## REQUIREMENT
Please reproduce every line, starting with the line containing "The component shall return one point per instance of the navy" and going on through the end of the rows, keeping each line in full. Shift every coordinate in the answers by adding 105 to it.

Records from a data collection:
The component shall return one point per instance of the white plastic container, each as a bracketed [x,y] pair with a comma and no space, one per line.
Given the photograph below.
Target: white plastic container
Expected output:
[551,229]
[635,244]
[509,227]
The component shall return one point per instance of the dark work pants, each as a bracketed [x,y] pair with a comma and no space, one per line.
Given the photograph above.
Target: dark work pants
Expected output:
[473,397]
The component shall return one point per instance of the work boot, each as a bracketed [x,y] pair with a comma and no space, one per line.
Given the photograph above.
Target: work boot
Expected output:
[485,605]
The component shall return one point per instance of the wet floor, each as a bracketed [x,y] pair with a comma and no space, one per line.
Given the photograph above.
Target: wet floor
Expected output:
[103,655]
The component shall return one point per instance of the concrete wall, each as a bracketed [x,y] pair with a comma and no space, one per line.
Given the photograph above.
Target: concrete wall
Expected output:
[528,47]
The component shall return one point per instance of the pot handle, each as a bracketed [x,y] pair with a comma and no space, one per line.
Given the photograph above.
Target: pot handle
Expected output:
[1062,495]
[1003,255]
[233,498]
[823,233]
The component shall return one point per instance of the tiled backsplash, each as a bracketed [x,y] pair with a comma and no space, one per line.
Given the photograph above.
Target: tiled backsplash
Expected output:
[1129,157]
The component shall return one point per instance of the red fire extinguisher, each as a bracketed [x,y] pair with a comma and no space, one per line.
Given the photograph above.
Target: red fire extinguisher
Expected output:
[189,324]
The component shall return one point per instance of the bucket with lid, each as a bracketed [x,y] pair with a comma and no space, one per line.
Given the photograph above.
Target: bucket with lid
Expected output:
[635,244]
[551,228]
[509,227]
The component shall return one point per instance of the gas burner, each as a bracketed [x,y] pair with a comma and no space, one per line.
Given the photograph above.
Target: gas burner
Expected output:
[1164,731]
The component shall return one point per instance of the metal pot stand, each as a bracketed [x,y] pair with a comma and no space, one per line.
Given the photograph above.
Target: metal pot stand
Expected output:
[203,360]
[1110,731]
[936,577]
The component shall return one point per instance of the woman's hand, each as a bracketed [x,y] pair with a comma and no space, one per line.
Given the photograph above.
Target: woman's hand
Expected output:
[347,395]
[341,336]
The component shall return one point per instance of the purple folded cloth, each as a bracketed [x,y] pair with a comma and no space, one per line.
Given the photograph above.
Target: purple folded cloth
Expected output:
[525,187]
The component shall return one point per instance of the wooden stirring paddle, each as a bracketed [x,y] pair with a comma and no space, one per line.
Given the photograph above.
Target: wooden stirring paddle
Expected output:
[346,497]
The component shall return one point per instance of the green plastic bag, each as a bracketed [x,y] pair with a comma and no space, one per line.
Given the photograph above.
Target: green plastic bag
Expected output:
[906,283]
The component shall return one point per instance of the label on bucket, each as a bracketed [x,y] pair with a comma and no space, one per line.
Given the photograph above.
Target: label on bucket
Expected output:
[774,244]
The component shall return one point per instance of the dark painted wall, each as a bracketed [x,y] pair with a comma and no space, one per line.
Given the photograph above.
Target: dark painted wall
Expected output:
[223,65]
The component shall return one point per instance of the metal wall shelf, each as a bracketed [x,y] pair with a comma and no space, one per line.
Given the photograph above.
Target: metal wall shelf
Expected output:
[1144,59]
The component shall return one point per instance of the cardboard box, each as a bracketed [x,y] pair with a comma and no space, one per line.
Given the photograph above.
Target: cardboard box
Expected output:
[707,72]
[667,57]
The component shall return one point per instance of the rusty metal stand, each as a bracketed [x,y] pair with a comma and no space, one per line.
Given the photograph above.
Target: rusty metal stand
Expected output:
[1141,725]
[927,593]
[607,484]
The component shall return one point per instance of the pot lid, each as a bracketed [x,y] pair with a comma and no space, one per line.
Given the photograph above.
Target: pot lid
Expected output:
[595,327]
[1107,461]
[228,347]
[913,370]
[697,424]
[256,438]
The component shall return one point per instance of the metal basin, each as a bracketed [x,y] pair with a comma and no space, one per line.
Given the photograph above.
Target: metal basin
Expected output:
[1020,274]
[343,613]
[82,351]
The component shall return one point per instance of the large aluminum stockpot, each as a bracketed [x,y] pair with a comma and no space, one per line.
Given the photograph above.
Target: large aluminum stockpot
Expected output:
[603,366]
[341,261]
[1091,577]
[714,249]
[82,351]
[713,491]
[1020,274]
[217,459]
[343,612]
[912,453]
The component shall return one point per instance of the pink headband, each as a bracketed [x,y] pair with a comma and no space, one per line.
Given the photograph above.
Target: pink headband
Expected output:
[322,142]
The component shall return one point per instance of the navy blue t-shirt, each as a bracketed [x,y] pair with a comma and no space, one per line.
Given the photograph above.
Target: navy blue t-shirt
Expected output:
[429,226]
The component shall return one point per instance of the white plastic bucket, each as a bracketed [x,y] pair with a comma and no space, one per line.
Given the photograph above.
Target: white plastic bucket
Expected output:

## RESULT
The component shall return one point per instance of the navy blue t-shirt, each as a bracketed [x,y] pair with a comma and no space, one per line.
Given the photograph above.
Target: navy blue t-shirt
Expected output:
[534,331]
The component shall return one point per instance of the white plastic bucket, each as a bracketed [x,y] pair with a comma and no space, one per line.
Given the photograph above.
Target: white plastic bucket
Expected output:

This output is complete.